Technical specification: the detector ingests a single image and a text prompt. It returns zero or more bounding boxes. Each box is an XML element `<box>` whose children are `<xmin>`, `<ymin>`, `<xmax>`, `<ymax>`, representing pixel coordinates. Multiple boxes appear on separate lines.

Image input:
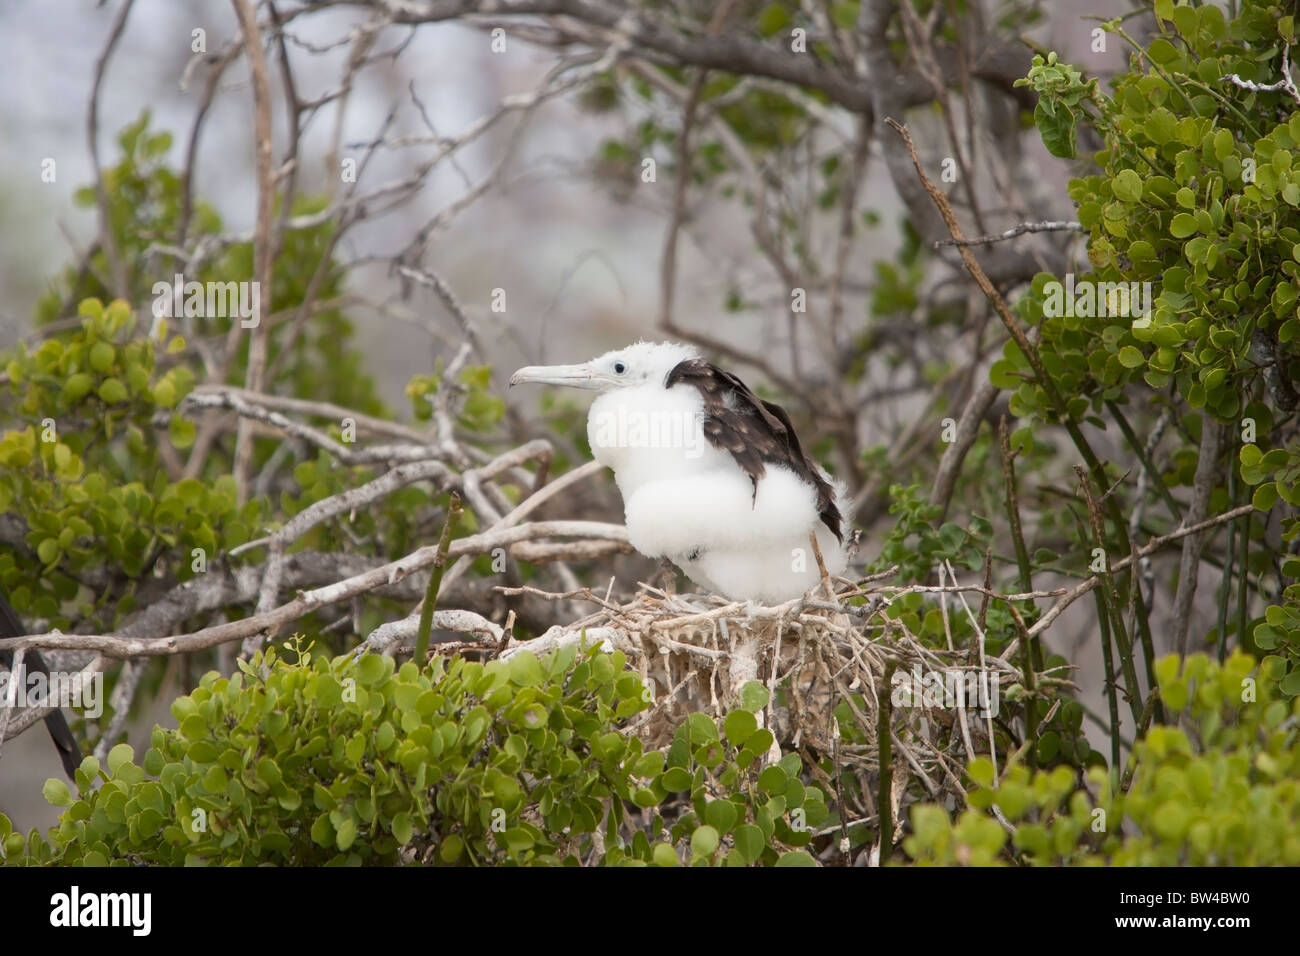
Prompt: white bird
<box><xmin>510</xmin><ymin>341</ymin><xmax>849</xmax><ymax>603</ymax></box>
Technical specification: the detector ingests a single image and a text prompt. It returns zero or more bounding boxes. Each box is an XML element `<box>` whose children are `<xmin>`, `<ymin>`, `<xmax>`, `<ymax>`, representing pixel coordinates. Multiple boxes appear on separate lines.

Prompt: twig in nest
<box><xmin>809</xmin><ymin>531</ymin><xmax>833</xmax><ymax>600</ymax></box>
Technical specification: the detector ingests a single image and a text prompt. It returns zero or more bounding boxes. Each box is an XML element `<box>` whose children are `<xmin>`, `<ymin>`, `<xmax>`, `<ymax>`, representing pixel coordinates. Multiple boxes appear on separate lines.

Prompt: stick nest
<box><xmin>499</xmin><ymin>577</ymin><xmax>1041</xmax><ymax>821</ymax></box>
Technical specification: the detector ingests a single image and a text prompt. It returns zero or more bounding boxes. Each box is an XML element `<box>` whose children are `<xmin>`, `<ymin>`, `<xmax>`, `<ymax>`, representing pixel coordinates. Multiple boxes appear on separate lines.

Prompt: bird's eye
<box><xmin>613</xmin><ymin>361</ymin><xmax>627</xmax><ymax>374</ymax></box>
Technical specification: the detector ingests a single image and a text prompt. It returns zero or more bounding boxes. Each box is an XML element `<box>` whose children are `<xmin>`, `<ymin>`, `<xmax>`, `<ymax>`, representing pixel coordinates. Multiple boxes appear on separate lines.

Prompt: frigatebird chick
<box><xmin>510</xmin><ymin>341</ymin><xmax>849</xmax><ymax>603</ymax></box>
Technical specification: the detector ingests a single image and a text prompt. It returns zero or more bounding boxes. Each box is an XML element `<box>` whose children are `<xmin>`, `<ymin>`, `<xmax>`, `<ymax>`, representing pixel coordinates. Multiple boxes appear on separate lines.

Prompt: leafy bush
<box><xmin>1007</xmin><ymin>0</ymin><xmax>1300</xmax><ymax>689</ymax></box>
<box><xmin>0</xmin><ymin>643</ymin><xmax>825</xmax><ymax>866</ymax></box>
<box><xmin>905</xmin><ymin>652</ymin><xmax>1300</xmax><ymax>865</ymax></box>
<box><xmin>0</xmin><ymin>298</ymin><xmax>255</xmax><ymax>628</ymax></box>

→ WHAT TO WORK ON: Write the records out in full, word for word; leave every picture behind.

→ SOLUTION BELOW:
Technical specification: the detector ingests a single image and a text prompt. It returns zero or more bounding boxes. Each box is an XML element `<box>` whose children are `<xmin>`, `<ymin>`, `<xmax>`, `<ymax>`, representing pixel coordinates. Multiple boxes appear on separate lines.

Image input:
Prompt: white bird
<box><xmin>510</xmin><ymin>341</ymin><xmax>849</xmax><ymax>603</ymax></box>
Technical specification: the detector ingests a single image and a text prompt. It returns zero or more bounding boxes. Each box is an XML element `<box>` whose children are `<xmin>`, `<ymin>`, `<xmax>`, `<ymax>`, representing pixel coordinates. Multiple boxes appear on separate lines.

Prompt: twig in nest
<box><xmin>809</xmin><ymin>531</ymin><xmax>833</xmax><ymax>600</ymax></box>
Technical specification: the detector ingests a single image and a text prompt. It returns zero or more bounding boxes. Each box is an XML element `<box>` whose children are `<xmin>`, `<ymin>`, `<xmax>`, `<ymax>`, representing pixel coordinates. Multiple boxes appear on separate lines.

Prompt: stick nest
<box><xmin>499</xmin><ymin>577</ymin><xmax>1041</xmax><ymax>821</ymax></box>
Technical specification: the detector ingests a single image and a text prompt. It returns zero or more bounding boxes. Each box is an XML element `<box>` whose children are `<xmin>`, `<ymin>`, `<xmax>`, `<ymax>`, representing pixel coordinates. Multiple boxes appear on separate lines.

Prompt: bird's eye
<box><xmin>613</xmin><ymin>361</ymin><xmax>627</xmax><ymax>374</ymax></box>
Technical specification: the detector ingests a single image and a text prompt. It returns zero or more bounding boxes. Each box is an XML element `<box>` whose children are `<xmin>`, `<ymin>`, `<xmax>`, `<ymax>`, representing pixel coordinates. Multiple boxes appear on separate lines.

Prompt: frigatebird chick
<box><xmin>510</xmin><ymin>341</ymin><xmax>849</xmax><ymax>603</ymax></box>
Technical specification: the detector ingests a single image and a text prompt. It returns zero or more bounding boxes. Each box is an XML element `<box>` whose children are `<xmin>`, `<ymin>`, `<xmax>`, `<ymax>`, representing pixel coordinates. Multiple boxes appear on separate lines.

Prompt: leafy bush
<box><xmin>1007</xmin><ymin>0</ymin><xmax>1300</xmax><ymax>689</ymax></box>
<box><xmin>0</xmin><ymin>643</ymin><xmax>825</xmax><ymax>866</ymax></box>
<box><xmin>905</xmin><ymin>652</ymin><xmax>1300</xmax><ymax>865</ymax></box>
<box><xmin>0</xmin><ymin>298</ymin><xmax>255</xmax><ymax>628</ymax></box>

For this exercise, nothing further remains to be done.